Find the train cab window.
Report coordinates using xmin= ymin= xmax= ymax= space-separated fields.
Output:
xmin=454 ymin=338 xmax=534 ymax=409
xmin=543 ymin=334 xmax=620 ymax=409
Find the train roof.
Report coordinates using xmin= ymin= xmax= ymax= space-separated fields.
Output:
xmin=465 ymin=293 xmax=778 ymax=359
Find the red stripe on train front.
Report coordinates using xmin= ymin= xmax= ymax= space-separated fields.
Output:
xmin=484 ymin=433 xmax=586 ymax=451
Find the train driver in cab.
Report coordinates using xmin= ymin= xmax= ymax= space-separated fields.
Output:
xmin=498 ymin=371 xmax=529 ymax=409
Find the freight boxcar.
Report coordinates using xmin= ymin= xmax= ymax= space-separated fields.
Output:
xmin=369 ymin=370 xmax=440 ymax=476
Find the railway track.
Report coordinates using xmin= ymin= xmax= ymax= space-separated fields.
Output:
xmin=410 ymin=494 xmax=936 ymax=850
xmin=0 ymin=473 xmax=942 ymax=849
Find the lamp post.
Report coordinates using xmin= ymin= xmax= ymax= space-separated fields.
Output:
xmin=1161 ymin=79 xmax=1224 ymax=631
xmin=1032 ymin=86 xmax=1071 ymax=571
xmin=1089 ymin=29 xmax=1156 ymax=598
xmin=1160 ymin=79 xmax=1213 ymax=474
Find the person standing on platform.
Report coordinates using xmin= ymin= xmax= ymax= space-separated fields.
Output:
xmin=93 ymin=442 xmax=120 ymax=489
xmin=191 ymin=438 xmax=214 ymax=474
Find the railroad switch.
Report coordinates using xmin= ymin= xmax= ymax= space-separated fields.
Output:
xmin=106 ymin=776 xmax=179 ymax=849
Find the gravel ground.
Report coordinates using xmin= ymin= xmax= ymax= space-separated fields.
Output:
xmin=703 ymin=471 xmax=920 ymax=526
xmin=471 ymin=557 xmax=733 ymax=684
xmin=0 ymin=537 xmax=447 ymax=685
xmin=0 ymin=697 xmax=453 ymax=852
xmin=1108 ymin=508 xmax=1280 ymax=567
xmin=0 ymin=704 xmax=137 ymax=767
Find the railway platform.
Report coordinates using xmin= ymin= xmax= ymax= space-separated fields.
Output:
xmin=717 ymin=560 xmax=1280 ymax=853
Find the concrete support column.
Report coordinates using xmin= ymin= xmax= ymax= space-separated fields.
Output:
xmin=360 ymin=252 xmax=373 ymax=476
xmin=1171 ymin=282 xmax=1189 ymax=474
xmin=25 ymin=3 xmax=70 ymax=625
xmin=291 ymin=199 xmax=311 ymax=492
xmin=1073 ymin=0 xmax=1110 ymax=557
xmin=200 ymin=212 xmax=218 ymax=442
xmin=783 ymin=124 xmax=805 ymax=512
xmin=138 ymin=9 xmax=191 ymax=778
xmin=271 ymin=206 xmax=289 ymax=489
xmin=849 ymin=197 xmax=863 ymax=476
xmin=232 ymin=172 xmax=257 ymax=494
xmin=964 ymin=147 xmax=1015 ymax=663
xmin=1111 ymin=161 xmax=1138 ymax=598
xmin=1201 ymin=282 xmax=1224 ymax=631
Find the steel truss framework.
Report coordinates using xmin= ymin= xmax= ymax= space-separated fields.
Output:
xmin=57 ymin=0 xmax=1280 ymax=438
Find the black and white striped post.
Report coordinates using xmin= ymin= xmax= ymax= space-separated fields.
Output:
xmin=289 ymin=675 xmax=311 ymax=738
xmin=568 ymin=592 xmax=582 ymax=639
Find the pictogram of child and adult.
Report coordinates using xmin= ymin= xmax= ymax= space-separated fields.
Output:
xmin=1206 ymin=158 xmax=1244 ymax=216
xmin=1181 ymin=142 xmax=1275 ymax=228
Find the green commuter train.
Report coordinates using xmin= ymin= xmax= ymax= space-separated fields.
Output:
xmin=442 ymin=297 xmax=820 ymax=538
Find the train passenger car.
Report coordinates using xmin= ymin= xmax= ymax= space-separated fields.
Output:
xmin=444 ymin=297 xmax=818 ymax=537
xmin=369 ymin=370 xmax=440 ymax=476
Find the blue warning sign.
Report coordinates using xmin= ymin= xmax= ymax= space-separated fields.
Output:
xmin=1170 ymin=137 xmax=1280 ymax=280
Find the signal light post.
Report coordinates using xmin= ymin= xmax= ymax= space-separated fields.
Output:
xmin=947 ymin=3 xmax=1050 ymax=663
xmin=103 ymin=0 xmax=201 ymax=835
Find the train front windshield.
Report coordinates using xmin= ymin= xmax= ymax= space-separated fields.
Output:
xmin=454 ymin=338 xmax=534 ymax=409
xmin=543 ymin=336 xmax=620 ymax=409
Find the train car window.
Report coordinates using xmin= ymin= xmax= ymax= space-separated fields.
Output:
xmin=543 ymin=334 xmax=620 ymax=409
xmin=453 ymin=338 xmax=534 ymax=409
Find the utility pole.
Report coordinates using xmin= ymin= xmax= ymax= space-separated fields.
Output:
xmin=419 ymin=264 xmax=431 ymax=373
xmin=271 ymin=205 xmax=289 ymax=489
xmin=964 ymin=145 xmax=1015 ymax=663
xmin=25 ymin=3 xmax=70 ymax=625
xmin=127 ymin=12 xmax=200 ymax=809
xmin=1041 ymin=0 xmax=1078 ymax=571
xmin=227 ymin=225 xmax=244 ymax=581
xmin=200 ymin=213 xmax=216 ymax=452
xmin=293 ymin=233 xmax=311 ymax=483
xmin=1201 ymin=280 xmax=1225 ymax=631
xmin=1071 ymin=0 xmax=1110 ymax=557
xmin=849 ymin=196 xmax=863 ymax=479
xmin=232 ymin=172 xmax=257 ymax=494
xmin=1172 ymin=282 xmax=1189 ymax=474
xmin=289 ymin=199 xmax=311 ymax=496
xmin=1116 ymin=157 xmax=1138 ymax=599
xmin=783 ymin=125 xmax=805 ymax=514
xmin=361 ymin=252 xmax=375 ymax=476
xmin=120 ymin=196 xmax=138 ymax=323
------------------------
**Written problem**. Quote the rows above word for word, from the line with "Find the train front windshield." down to the line with "xmin=453 ymin=338 xmax=534 ymax=409", both included.

**Response for this exercise**.
Find the train front windshield.
Report coordinates using xmin= ymin= xmax= ymax= space-separated fields.
Output:
xmin=454 ymin=338 xmax=534 ymax=409
xmin=543 ymin=336 xmax=620 ymax=409
Find the train car window.
Report coordinates using xmin= ymin= xmax= ymax= space-separated fields.
Output:
xmin=543 ymin=334 xmax=620 ymax=409
xmin=453 ymin=338 xmax=534 ymax=409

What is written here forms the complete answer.